* _About this task_: Reproduce the whole of the data exactly.

* _Records provided_:
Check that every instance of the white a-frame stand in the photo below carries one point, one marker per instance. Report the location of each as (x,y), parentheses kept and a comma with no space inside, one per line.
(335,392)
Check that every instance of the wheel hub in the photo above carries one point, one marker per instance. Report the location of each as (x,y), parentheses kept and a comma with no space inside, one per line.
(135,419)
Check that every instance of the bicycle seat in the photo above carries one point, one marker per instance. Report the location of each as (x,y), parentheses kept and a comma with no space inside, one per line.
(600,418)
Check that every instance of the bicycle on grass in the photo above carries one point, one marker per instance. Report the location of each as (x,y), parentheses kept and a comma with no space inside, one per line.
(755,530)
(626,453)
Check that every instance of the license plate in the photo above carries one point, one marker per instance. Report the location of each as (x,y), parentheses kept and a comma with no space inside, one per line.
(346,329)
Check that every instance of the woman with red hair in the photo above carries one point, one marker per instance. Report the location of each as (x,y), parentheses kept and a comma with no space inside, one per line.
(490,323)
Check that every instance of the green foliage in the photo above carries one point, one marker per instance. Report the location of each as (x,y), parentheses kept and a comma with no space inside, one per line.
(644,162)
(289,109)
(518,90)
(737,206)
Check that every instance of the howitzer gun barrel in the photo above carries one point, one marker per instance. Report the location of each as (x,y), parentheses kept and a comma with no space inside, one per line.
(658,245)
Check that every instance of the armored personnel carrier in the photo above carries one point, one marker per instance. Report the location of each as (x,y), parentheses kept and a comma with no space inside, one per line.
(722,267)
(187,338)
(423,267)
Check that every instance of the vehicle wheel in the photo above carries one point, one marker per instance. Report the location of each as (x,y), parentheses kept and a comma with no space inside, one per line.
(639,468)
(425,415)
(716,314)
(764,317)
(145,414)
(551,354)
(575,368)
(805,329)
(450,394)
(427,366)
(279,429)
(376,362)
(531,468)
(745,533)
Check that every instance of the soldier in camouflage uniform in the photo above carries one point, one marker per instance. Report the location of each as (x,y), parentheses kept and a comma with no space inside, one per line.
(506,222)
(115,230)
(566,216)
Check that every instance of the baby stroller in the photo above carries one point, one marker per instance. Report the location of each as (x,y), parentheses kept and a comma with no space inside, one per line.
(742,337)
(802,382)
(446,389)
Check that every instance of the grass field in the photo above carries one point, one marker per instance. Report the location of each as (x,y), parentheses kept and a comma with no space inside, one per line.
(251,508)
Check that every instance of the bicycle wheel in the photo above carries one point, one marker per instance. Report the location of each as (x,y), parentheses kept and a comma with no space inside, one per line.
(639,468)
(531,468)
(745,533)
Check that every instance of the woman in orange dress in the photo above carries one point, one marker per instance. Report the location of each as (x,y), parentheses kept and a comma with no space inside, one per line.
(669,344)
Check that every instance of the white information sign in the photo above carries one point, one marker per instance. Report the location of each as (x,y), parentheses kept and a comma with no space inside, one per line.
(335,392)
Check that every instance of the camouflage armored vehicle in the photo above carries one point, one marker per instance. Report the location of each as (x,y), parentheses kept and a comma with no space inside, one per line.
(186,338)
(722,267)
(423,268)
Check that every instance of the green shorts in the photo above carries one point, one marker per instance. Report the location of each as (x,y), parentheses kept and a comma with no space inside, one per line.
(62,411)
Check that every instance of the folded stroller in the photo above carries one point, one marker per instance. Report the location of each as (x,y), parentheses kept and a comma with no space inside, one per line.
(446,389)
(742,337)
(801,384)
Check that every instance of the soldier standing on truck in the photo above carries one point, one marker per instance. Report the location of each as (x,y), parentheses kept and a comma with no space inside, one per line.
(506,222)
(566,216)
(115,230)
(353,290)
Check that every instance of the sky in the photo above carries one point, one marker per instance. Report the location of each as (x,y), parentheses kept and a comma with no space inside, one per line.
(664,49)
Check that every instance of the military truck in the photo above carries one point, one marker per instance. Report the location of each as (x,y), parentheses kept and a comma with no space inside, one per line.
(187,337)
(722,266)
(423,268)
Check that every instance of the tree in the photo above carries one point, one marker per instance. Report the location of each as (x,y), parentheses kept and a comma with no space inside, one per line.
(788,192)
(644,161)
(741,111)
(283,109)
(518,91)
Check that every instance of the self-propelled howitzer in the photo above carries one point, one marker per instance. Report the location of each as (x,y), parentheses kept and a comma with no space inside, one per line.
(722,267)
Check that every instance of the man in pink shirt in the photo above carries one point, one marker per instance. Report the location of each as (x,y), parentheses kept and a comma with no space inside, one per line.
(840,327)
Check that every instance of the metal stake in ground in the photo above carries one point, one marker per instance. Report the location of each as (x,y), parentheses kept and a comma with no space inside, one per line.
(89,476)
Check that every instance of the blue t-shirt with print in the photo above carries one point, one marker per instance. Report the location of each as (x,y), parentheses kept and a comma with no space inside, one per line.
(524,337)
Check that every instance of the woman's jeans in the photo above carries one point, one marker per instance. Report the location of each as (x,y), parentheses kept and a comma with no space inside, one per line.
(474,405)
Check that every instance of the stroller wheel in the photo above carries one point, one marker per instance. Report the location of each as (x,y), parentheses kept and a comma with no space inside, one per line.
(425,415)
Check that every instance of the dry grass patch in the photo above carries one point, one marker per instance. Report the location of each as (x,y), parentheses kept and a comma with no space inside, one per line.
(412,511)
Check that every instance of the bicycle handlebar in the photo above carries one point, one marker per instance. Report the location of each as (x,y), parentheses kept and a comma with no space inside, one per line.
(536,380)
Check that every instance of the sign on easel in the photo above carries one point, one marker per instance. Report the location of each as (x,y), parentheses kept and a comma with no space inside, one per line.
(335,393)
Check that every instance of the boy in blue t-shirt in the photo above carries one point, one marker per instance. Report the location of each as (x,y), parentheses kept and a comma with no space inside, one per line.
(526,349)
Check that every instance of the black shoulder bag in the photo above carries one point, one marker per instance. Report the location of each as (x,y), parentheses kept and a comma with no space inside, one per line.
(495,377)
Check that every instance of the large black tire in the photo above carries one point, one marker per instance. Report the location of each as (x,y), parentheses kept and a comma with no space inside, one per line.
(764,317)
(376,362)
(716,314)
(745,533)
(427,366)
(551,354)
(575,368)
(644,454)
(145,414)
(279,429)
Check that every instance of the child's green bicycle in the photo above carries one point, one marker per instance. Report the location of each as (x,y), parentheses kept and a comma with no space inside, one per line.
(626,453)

* _Finished exercise_:
Check that every instance of the white a-frame stand in the photo below carries one point, one marker per instance. Report the location of each as (x,y), parentheses kept and a comma with no space inside, one per line.
(335,392)
Check that every instance of the wheel hub in the photo above carries one point, one marker per instance. Report the location of each as (x,y), parentheses kept and a comma with no space inside, one per line.
(135,419)
Check that every instance of the bicycle seat in the photo above carries one point, one marker per instance. Report the location of each as (x,y), parentheses kept and a comma with no space inside, one per line.
(600,418)
Check that every instance of the bicycle on grass in the photo above carries one point, one marker per instance. Report the location of each as (x,y), parentheses kept and a comma with no space inside, one per line.
(755,530)
(626,453)
Check that every instance of the license plate in the photo above carries one point, one marker per instance. Report the location of each as (x,y), parentheses kept and a comma with no space inside, one per line.
(346,329)
Check that every instance of the woman with red hair in the photo above carries one point, one marker per instance. Report the location of each as (x,y), parentheses kept and a comma with no space inside, one per line.
(490,323)
Check that every instance of the green foliage in the photo above carries one point, one marker per instance. Report the location of each as (x,y), parentheses kept and a comma with no space inside, one per line.
(644,162)
(289,109)
(518,90)
(737,206)
Check that every instance of the howitzer gun barrel in the photo above carries one point, one marker per instance. Report the location of each as (x,y), parentheses kept and a comma with no space inside, one per line.
(658,245)
Check that every instance of the armored personnel carrier in the photo above carries one point, one marker per instance. Report the location of each as (x,y), parentheses kept and a comma with no space inside, one per line.
(722,267)
(187,338)
(423,267)
Check that every instance of the vehicle wheel in the photo above carries one point, one marker per instance. Report the location of each as (x,y), parentheses kept and a comma with no space inside, one per line.
(639,468)
(425,415)
(716,314)
(764,317)
(145,414)
(551,354)
(575,368)
(805,329)
(450,394)
(427,366)
(279,429)
(376,362)
(531,468)
(745,533)
Check that every instance of the soldier in camouflage uniform in the photo above carries one point, one marker per instance. Report the location of each as (x,y), parentheses kept and a comma with no space inside, one per line.
(506,222)
(115,230)
(566,216)
Check that every instance of the baby stroller in the photo above carries one point, one marker per instance. Report the location of each as (x,y), parentheses kept and a comma with no space inside, one per line.
(742,337)
(802,382)
(446,389)
Check that every instance of the grass field in the photo above carries one point, one marker per instance. Report the location of each as (x,y), parentheses kept and a comma with no space inside, one per line.
(251,508)
Check that every instance of the bicycle wheel in the photo above carries one point, one marker per instance. Report the location of each as (x,y), parentheses kept and a comma with no space inside, one per line.
(639,468)
(531,468)
(745,533)
Check that every instance of the woman in orange dress in the photo above carries one point, one marker per instance. Report the location of each as (x,y), parentheses kept and a comma with no space inside, one per line.
(669,344)
Check that every instance of the white information sign in the photo above carries one point, one marker per instance. Report the location of each as (x,y), parentheses kept and a comma with no space inside, one per line.
(335,392)
Check that every instance of the camouflage armored vehicle in the photo above carries one point, one marker per instance. Report the location of each as (x,y), parentheses kept and a comma with no space inside, one per line.
(186,338)
(722,267)
(423,268)
Check that every instance of the green shorts in the photo above carries one point, one marker per instance. Report the location of each as (x,y), parentheses kept and a comma with no space inside, one per line.
(62,411)
Check that every instance of the folded stroller in the photo above carries one point, one marker per instance. Report the location of each as (x,y), parentheses kept and a comma with no space inside, one per line.
(446,389)
(742,337)
(801,384)
Check that every instance of the soldier standing on truck in the photo above carries one point, one marker per instance. Report the location of each as (x,y), parentheses kept and a comma with no space inside, one per line.
(506,222)
(566,216)
(115,230)
(353,290)
Check that every instance of the sky in the photo above carries one point, one marker per instance. Report the location of each as (x,y), parentheses kept and a comma with no space inside, one per line.
(664,49)
Check that every instance of the military truck in the photo above carries one point, one marker per instance. Report the location of each as (x,y), parentheses kept and a comma with no space inside, one per line.
(187,337)
(722,266)
(423,268)
Check that every instance of the tree in the photo above carries one point, one marker per instance. Report the location of each as (x,y), parentheses kept and a comma with no space inside, one per line.
(788,192)
(644,161)
(741,111)
(283,109)
(518,91)
Check that every instance of the self-propelled howitzer in the photo above carries one point, one marker per instance. Report the location of each as (x,y), parentheses kept and a comma with no space inside, one per line.
(722,267)
Check that every instance of the man in pink shirt in the photo above carries one point, one marker per instance. Report the location of each as (x,y), parentheses kept and a comma with no space inside, one per line.
(840,327)
Check that every instance of the metal stake in ground in the photo above carries one point, one marker per instance. Report the location of each as (x,y), parentheses kept and a comma with no space inside, one per line.
(89,476)
Check that every instance of the blue t-shirt with print in the photo above carries one point, one marker per instance. Report the location of each as (x,y), parentheses kept and a comma with no space inside, one per line.
(524,337)
Check that every instance of the woman's jeans in the photo above carries one point, one marker per instance. Report the location of each as (x,y), parentheses kept and a comma with no space inside, one per line.
(474,405)
Check that every instance of the stroller wheel in the photo above carries one point, one marker per instance. Report the location of each as (x,y), parentheses kept and a comma with no space inside, one per line.
(425,415)
Check that every instance of the dry grass patch in the photo above carries one point, one marker per instance. Report the location of each as (x,y), parentheses kept and a comma with no space inside, one per line.
(412,511)
Check that every instance of the bicycle handlebar in the photo above carries one point, one marker per instance. Report the location of each as (x,y), parentheses kept and a comma with no space inside, one per line.
(536,380)
Check that every instance of the sign on easel in the photo above carries one point, one marker per instance. Report the location of each as (x,y), parentheses kept and a comma with no space inside, one per line.
(335,393)
Check that every instance of the boy in blue t-shirt in the photo above carries one point, one marker per instance. Report the location of each as (x,y), parentheses kept and a comma with no space inside, one per line.
(526,349)
Check that every instance of the black shoulder bag in the photo above carries one point, one marker per instance. Report the location of each as (x,y), parentheses kept and a comma with no space inside, one per line.
(495,377)
Check that every instance of the large black tire in the photo above carries one point, one marker per instance. Report the location of each as (x,y), parentheses kept and a comma with no space inside, one per line.
(764,317)
(376,362)
(716,314)
(745,533)
(427,366)
(551,354)
(575,368)
(644,454)
(145,414)
(279,429)
Check that every instance of the child's green bicycle in the photo above carries one point, one marker per instance. Report the location of each as (x,y), parentheses kept and a comma with no space inside, one per line.
(626,453)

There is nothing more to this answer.